Stored dataset items:

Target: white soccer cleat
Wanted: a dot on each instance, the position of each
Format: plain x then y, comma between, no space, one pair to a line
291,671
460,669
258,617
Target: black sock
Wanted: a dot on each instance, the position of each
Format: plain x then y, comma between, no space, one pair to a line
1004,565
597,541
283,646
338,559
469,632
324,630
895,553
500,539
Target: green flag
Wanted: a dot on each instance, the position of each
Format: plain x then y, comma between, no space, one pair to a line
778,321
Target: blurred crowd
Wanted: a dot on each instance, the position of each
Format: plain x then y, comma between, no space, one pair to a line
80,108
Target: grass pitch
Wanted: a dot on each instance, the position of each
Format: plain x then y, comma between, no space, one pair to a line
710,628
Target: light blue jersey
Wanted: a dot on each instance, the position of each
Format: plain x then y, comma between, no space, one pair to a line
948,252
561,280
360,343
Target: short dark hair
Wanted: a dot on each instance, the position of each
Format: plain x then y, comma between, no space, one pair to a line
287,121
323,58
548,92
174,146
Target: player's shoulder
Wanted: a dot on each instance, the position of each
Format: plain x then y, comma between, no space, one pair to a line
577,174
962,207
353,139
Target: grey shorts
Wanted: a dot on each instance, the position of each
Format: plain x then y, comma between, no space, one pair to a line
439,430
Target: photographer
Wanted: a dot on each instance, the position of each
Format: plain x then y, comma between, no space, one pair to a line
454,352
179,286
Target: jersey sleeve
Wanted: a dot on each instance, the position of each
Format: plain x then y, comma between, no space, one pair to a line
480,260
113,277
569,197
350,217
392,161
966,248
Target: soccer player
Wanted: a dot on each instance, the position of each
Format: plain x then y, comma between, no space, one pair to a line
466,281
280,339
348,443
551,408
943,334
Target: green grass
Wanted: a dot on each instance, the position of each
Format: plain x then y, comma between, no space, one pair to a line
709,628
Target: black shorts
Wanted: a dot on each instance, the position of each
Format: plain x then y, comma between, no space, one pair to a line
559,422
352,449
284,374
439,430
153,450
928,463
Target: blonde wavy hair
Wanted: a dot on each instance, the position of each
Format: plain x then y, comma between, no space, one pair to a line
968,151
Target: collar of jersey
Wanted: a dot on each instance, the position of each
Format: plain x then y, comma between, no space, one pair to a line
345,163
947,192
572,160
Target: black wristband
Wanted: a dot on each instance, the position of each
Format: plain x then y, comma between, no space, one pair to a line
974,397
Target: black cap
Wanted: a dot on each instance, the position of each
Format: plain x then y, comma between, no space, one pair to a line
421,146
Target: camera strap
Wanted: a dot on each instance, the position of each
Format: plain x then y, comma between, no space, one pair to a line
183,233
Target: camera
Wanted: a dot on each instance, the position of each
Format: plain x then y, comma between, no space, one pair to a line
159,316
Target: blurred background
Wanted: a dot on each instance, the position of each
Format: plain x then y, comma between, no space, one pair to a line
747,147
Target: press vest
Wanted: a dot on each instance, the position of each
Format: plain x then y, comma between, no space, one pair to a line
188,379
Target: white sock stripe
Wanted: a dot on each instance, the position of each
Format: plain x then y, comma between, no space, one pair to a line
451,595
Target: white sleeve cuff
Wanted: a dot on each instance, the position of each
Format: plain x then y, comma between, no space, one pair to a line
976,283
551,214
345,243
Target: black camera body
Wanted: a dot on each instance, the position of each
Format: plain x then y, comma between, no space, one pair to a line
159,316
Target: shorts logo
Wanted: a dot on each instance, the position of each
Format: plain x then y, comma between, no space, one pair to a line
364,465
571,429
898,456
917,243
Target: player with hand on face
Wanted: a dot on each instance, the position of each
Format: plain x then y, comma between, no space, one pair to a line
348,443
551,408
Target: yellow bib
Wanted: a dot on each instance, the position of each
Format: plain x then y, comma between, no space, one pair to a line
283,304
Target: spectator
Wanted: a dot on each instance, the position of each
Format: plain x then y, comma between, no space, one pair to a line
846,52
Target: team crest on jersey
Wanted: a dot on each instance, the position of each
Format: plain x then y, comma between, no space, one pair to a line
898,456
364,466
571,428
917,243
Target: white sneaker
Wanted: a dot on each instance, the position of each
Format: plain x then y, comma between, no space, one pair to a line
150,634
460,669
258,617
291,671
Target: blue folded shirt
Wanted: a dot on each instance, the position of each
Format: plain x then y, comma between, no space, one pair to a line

Given request:
Your task is to repeat the data exactly, with nothing left out.

Solution for this exercise:
Target: white soccer cleat
Wanted: a dot on each instance, the position of each
Format: plain x then y, comma between, no space, one pair to a line
291,671
460,669
258,617
Target: black sock
Wanted: a dot on each instance, the position of each
Format: plain x then y, comma between, no space, one pair to a line
1004,565
597,541
283,646
338,559
469,632
324,630
895,553
500,539
Target: green flag
Wanted: a dot on each instance, the position of each
Format: plain x then y, comma between, no space, one pair to a line
778,321
Target: blurred crowd
Wanted: a dot on each instance, the position of each
Format: plain x then y, comma between, no space, one pair to a line
80,108
Target: grass pitch
Wanted: a dot on each instance, the position of each
Format: plain x then y, comma between, no space, one pair to a line
710,628
Target: light blue jersey
Wanted: a dot on each instance, the position of each
Format: plain x then y, comma between, no space, one pair to a line
948,252
561,280
360,343
Target: short dark hair
Wanted: a dot on each instance, the position of each
Format: plain x then y, comma between, no space, one pair to a line
287,121
323,58
548,92
174,146
Target: player's shoulder
Wanted: a dot on each instance, the position of each
Format: plain x then y, comma between, no space, one pair to a line
577,174
962,207
353,139
Target: grey shorts
Wanted: a dot on each instance, the position of each
Format: plain x then y, comma between, no space, one pair to a line
439,430
Target: photographer
Wanted: a dot on each instance, the position of each
Format: plain x then y, comma between, no space, one pair to a line
454,352
179,286
Target: jersey sleeve
Wanted: a dot on each instance, the position of each
Format: plain x then y, comma between, no space, one pair to a line
480,260
113,277
569,197
350,217
392,161
966,248
Target: soccer player
Wanted: a dot on each instance, the position of each
Format: plain x then y, comma between, no space, one pair to a line
466,281
280,339
348,443
551,408
943,334
Target: green grass
Wanted: a dot on each instance, the position of each
Format: plain x then y, comma between, no space, one pair to a line
709,628
Target: black shorts
Wanted: a dot on each instance, the position of each
Format: plain x then y, comma between, no space, one pair to a line
559,422
352,449
284,374
439,430
153,450
928,463
Target: blonde wavy hair
Wanted: a dot on each instance, the position of each
Format: plain x then y, comma between, no space, one pair to a line
968,151
Target: collar of jersey
Wanted: a dot on each instance, the position of each
Format: plain x then y, comma between, no space, one pair to a line
345,163
947,192
572,160
Target: black wristband
Wanted: a dot on each instance, the position of each
Format: plain x then y, comma between, no space, one pair to a line
974,397
Target: black cap
Wanted: a dot on each instance, the position of each
Format: plain x then y, comma between, no space, one pair to a line
421,146
Target: camera strap
Wanted: a dot on each instance, the position of each
Format: plain x then y, comma between, no space, one pair to a line
183,233
Target: camera
Wanted: a dot on each instance, the position of each
Format: plain x then y, comma between, no space, one pair to a line
159,316
Target: blurred background
Wanted: a dot on each instance, the position of each
Format: plain x then y, comma between, no space, one pair to a line
747,147
Target: press vest
Wanted: a dot on each instance, the position of each
Format: plain x then y, comma between, no space, one pair to a line
188,379
Target: white sock stripe
Wanted: a dot on each instance, the position of each
Format: plain x then y, comma between, no space, one pair to a line
451,595
Target: white sleeve cuff
Wanted: a dot on each instance, the position of each
Format: plain x then y, comma between, no space, one pair to a line
976,283
551,214
345,243
Target: black camera body
Wanted: a dot on each instance, the position of each
Format: plain x then y, comma between, no space, one pair to a line
159,316
Target: shorts logo
Wanted: a dot on each instance, the position of each
Format: plain x then y, comma between, no space, one pair to a line
364,465
571,429
898,456
917,243
Target: player with hand on face
Wanted: a dot on each instance, the position of each
Format: plain x then y, comma between, no space, one pair to a line
348,443
551,408
Target: yellow bib
Wanted: a dot on each instance, the position of each
Format: plain x then y, comma between, no space, one pair to a line
283,304
Target: spectator
Wanted: a dot on each instance, the position of each
Format: plain x then y, comma between, no space, one pair to a line
846,52
Target: team crest on jersey
Wanted: a dot on each instance, the position of each
Format: plain x then y, comma between, no space, one pair to a line
898,456
364,466
571,428
917,243
Target: white sneaker
Wanted: a dot on each instance, the position of each
Format: plain x then y, comma between, no space, one pair to a line
150,634
460,669
258,617
291,671
Target: blue folded shirt
Wanted: a dot on each instance, the position of each
Format: plain x then y, comma between, no space, one pair to a line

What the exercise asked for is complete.